• TASK BRIEF:
Go to the line in the entries below that holds "box: [510, 228, 538, 265]" and repeat exactly from there through the line that holds "positive clicks: (543, 367)", inclusive.

START INPUT MATERIAL

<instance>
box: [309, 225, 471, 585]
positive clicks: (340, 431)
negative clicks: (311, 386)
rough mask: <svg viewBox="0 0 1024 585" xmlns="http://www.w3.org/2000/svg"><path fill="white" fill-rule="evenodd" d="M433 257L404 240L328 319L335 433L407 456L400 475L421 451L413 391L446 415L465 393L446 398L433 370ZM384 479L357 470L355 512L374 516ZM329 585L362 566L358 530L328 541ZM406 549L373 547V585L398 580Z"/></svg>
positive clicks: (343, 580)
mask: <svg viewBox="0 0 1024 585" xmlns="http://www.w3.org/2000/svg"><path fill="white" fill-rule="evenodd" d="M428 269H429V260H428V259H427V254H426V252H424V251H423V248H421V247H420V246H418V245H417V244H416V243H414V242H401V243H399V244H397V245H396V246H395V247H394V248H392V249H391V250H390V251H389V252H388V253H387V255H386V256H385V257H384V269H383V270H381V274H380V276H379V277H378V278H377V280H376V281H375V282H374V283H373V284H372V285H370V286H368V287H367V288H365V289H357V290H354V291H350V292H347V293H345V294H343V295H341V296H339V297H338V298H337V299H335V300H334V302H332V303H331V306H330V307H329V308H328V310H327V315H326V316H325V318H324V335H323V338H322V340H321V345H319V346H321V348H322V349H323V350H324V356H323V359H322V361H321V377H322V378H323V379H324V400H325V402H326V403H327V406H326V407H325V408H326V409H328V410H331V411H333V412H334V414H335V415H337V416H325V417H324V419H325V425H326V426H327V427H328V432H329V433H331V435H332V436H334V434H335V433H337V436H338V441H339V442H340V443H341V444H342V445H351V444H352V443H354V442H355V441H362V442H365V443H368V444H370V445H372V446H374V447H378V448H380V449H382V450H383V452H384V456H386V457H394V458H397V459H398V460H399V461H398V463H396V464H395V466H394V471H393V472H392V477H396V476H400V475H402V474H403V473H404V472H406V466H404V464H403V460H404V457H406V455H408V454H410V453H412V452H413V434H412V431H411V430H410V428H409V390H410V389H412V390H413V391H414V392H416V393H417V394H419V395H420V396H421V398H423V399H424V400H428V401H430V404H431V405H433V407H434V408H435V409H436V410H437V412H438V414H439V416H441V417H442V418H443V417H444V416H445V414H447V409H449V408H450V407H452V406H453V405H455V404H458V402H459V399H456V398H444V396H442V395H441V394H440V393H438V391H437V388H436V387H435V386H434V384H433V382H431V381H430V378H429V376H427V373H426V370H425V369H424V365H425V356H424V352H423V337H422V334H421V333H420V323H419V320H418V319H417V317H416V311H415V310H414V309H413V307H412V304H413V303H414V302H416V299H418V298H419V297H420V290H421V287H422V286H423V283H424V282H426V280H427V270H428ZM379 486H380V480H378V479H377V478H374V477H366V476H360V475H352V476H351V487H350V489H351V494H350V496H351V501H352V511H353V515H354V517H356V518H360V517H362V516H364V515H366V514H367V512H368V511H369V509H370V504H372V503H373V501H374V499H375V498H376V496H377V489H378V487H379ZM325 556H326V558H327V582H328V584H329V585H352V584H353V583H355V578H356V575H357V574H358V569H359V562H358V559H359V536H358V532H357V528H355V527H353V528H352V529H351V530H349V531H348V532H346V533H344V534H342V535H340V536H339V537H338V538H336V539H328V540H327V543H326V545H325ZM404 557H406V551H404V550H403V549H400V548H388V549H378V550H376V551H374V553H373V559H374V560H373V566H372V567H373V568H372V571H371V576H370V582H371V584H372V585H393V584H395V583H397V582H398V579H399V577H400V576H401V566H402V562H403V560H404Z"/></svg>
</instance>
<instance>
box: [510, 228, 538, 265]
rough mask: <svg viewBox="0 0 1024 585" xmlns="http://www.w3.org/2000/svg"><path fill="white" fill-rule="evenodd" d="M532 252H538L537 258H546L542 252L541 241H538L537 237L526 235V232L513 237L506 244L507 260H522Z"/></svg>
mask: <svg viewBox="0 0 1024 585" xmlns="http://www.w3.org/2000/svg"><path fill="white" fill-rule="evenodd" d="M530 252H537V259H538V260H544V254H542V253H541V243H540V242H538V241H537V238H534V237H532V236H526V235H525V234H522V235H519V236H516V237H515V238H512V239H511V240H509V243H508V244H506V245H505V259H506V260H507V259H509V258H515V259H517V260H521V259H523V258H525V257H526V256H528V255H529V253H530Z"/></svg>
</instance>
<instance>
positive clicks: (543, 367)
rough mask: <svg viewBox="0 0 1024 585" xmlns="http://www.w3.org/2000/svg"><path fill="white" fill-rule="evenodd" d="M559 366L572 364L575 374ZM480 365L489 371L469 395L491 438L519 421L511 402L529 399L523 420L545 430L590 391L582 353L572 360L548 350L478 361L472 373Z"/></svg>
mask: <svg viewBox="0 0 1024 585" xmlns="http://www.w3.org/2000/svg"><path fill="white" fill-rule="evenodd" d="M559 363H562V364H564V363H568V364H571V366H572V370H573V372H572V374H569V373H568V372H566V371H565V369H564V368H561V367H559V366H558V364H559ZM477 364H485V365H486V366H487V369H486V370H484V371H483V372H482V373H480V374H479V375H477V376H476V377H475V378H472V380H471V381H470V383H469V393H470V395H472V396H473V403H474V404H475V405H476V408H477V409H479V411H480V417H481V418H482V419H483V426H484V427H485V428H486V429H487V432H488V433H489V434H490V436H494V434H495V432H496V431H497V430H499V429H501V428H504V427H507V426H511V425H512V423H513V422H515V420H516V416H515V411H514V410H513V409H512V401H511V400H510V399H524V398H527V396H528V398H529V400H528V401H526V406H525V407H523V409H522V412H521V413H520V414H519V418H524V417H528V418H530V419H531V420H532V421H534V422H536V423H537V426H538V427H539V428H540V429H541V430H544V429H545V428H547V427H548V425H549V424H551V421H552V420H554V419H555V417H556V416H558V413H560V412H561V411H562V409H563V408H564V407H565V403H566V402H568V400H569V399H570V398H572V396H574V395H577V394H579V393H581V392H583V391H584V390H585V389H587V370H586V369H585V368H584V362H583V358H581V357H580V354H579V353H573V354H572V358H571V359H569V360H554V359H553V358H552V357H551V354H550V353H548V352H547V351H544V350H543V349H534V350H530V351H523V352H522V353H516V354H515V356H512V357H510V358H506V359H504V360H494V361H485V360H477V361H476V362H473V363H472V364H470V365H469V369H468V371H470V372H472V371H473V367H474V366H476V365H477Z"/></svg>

END INPUT MATERIAL

• SOLUTION TO THIS EXERCISE:
box: [510, 228, 538, 265]
rough mask: <svg viewBox="0 0 1024 585" xmlns="http://www.w3.org/2000/svg"><path fill="white" fill-rule="evenodd" d="M532 252H538L537 258H546L542 252L541 241H538L537 237L526 235V232L513 237L506 244L507 260H522Z"/></svg>
mask: <svg viewBox="0 0 1024 585" xmlns="http://www.w3.org/2000/svg"><path fill="white" fill-rule="evenodd" d="M530 252H537V259H538V260H544V254H542V253H541V243H540V242H538V241H537V238H534V237H532V236H526V235H525V234H522V235H519V236H516V237H515V238H512V239H511V240H509V243H508V244H506V245H505V259H506V260H507V259H509V258H515V259H517V260H521V259H523V258H525V257H526V256H528V255H529V253H530Z"/></svg>
</instance>
<instance>
positive clicks: (543, 367)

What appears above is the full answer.